Zu erledigen -
• a. Wie lautet der Satz „Man darf nicht vergessen, dass wir mal das Armenhaus Österreichs waren.“ aus dem Interview über Ischgl auf Englisch?
• b. Wie könnte das Interview über Ischgl nach seinem letzten Satz weitergehen? Führen Sie es von dort aus fort.

Vorliegender Text -
####
Thomas Köhle, Geschäftsführer des Tourismusverbandes Paznaun-Ischgl, im Interview
Von Dominik Buholzer
Ischgl geriet zuletzt wegen seinen Corona-Massnahmen ins Kreuzfeuer der Kritik. Sie sind seit über 100 Tagen Geschäftsführer des Tourismusverbandes Paznaun-Ischgl. Welchen Eindruck haben Sie gewonnen?
Thomas Köhle: Die zum Teil sehr harschen Reaktionen der vergangenen zwei Jahre sind bei den Einheimischen nicht spurlos vorübergegangen. Das ist verständlich. Ganz anders sieht dies bei den Gästen aus. Bei denen ist das Thema längst abgeschlossen. Die kommen wieder nach Ischgl. Das ist Balsam auf unseren Wunden.
«Niemand macht alles richtig. Im Nachhinein würde man wohl manches anders machen. Man darf deswegen aber nicht alles in Frage stellen.» Thomas Köhle, Geschäftsführer des Tourismusverbandes Paznaun-Ischgl
Wollen Sie damit sagen, dass die Region zu Unrecht kritisiert worden ist?
Niemand macht alles richtig. Im Nachhinein würde man wohl manches anders machen. Man darf deswegen aber nicht alles in Frage stellen. Der Tourismusverband Paznaun – Ischgl hat in den vergangenen 60 Jahren vieles richtig gemacht, sonst hätte die Region nicht solch einen wirtschaftlichen Aufschwung erlebt. Man darf nicht vergessen, dass wir mal das Armenhaus Österreichs waren.
Die Gäste kommen wieder wie früher, der Geschäftsmotor brummt. Also alles paletti?
Wo denken Sie hin. Wir befinden uns mitten in einem Transformationsprozess. Das Wintergeschäft verstehen wir. Jetzt wollen wir mehr Marktanteile im Sommer gewinnen. Und dann müssen wir unbedingt einen Bahnhof erhalten. Der Gast der Zukunft wird mit dem Zug und nicht mehr mit dem Auto anreisen. Die Weichen dazu müssen wir jetzt stellen.
####
Zeilen aus einem Datensatz zur Beschriftung von Begrenzungsrahmen:
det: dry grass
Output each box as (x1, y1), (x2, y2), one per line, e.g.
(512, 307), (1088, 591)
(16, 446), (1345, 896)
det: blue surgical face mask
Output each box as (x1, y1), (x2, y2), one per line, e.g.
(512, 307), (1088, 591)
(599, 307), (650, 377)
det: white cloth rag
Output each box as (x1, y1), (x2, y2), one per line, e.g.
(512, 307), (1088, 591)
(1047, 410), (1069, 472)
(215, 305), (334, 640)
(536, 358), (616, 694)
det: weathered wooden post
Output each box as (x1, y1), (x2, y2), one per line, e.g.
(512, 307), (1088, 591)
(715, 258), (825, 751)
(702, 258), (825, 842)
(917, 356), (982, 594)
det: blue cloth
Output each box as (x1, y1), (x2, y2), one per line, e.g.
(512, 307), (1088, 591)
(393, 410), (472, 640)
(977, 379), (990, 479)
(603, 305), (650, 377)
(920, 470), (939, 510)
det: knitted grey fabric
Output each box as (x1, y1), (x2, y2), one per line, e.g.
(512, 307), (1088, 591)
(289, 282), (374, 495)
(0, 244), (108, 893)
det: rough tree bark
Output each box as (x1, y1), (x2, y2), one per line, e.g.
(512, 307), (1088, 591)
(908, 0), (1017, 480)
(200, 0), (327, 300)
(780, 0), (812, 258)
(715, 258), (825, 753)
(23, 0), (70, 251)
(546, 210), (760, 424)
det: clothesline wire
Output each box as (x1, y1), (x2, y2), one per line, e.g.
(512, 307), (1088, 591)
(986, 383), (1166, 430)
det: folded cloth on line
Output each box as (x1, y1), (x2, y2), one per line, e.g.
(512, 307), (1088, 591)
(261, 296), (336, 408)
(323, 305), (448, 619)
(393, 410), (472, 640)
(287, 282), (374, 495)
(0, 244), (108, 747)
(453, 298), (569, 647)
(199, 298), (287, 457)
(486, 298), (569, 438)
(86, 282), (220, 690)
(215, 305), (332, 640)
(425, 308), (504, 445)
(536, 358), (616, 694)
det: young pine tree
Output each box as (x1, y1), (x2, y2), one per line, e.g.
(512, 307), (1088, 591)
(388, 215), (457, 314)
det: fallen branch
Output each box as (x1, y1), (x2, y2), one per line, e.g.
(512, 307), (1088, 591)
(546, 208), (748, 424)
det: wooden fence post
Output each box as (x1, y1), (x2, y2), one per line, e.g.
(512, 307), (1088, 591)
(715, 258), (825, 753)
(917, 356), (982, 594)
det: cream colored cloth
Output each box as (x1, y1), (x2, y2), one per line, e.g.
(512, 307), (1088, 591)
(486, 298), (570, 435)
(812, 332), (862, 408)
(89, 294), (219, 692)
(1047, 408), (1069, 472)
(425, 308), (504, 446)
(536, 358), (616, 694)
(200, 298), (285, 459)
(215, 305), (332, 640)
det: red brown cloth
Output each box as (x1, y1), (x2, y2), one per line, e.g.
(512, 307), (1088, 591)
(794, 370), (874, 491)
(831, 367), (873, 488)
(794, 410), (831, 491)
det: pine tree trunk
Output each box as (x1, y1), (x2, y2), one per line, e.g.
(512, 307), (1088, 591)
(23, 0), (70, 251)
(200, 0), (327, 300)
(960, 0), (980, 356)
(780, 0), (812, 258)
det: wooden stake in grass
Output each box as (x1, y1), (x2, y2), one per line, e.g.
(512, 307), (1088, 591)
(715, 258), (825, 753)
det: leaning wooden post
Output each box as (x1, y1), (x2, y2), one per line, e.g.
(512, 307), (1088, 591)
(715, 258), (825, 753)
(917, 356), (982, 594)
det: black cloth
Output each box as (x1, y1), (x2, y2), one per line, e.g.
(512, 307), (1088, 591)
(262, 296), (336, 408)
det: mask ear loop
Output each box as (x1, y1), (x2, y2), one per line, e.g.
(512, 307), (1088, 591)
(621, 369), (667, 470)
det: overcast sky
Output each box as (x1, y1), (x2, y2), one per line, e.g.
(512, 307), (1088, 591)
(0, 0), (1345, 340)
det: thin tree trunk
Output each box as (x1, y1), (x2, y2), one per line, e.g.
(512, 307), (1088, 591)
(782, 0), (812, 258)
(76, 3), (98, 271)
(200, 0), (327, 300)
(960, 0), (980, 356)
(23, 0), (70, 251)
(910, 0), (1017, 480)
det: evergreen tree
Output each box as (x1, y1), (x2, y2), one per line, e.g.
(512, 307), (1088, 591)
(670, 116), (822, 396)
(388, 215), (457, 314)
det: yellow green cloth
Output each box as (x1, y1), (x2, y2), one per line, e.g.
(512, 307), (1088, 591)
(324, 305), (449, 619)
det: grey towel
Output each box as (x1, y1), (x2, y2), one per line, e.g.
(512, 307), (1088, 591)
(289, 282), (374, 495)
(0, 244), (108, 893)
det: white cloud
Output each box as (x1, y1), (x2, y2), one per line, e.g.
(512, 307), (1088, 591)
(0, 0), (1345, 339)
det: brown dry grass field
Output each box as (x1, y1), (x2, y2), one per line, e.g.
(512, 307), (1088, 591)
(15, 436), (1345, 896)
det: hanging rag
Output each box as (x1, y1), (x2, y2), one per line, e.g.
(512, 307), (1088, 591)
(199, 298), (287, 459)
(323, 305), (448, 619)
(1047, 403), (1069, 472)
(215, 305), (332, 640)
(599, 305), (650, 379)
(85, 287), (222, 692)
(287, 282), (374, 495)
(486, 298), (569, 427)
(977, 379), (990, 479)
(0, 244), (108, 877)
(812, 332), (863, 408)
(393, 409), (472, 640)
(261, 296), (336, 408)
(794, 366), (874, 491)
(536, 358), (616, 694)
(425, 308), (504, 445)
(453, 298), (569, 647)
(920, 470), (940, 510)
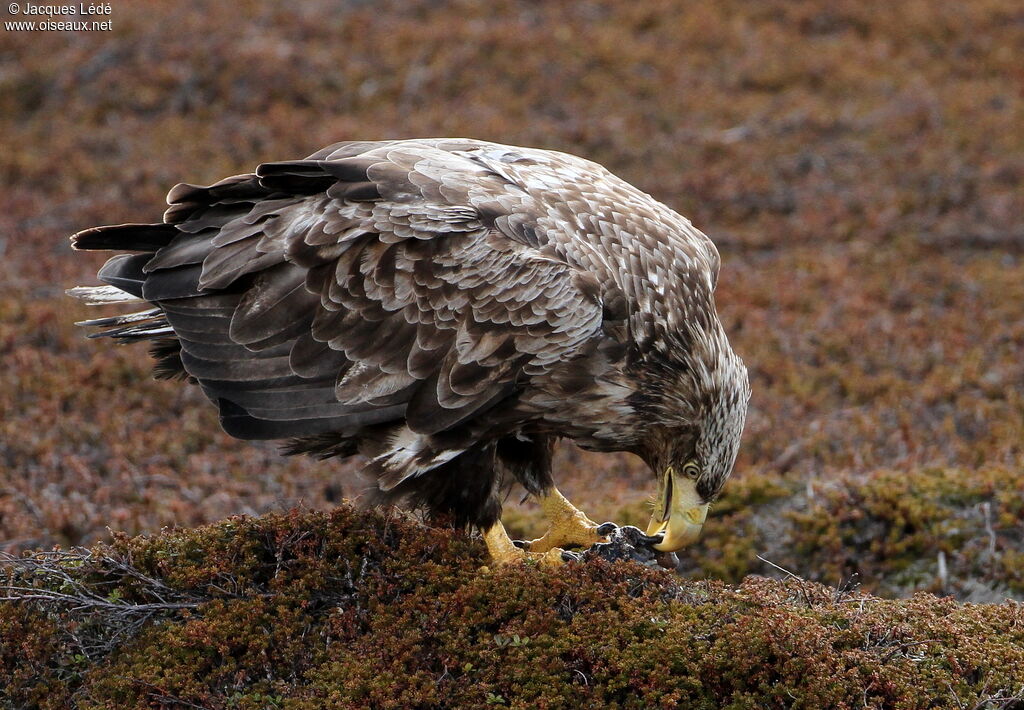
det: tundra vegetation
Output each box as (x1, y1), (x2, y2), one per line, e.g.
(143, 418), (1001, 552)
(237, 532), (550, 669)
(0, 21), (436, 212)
(0, 0), (1024, 708)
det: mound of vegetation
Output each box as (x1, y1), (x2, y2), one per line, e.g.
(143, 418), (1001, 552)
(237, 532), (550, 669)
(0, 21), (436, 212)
(0, 506), (1024, 710)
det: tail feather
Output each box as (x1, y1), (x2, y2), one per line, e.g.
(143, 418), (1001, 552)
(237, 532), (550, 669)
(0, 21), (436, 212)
(96, 254), (153, 296)
(71, 224), (178, 253)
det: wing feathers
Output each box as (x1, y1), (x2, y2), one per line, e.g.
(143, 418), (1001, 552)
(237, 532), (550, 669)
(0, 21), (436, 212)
(75, 140), (614, 450)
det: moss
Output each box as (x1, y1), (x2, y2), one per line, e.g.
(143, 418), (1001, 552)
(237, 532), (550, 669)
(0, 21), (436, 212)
(680, 466), (1024, 600)
(0, 506), (1024, 710)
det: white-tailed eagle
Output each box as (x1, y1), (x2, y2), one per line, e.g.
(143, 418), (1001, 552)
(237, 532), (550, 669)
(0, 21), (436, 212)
(71, 138), (750, 561)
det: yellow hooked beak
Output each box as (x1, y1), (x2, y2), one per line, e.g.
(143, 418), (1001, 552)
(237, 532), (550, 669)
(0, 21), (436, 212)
(647, 466), (708, 552)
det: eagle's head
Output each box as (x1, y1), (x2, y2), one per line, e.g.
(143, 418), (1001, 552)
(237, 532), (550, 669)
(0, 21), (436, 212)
(638, 319), (751, 551)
####
Antworten unten -
• a. One must not forget that we were once the poorhouse of Austria.

• b.
Wie wollen Sie das bewerkstelligen? Ischgl ist heute ja nicht ans Schienennetz angeschlossen.
Wir sind daran, Mittel und Wege zu prüfen. Es ist klar, dass wir dies nicht von heute auf morgen bewerkstelligen werden. Uns steht noch ein langer Weg bevor. Aber wir sind gewillt, diesen zu beschreiten. Deshalb werden wir in einem ersten Schritt die Busverbindungen ausbauen. Ab Juni 2023 bieten wir ganzjährig einen 30 Minuten-Takt vom Bahnhof Landeck über Ischgl bis nach Galtür an. Die Gäste können das Angebot kostenlos nutzen.
Keine Zukunftsmusik ist die Therme. Auf diesen Winter hin wird der 70 Millionen Euro teure Bau eröffnet. Will man in Ischgl plötzlich sanftere Töne anstimmen, sprich sich von den Après-Ski-Partys verabschieden?
Wieso sollten wir die Partys streichen, wenn diese gefragt sind? Und wo kann man besser feiern als in Ischgl?
Der Bau der Therme kann aber auch einen anderen Schluss zulassen.
Der Gast von heute will nicht nur Skifahren und Partys feiern. Er will sich auch entspannen. Deshalb wurde die Therme gebaut. Sie erlaubt es uns zudem, die Saison früher zu starten. Wir sind künftig noch besser gerüstet gegen schlechtes Wetter. Zudem können wir vielen Mitarbeitenden einen Ganzjahresarbeitsplatz bieten, was gerade in der aktuellen Zeit angezeigt ist.
«Jetzt wollen wir mehr Marktanteile im Sommer gewinnen. Und dann müssen wir unbedingt einen Bahnhof erhalten.»
Thermen benötigen viel Energie. Bereuen Sie angesichts der möglichen Strommangellage nicht, dass die Eröffnung schon dieses Jahr ist?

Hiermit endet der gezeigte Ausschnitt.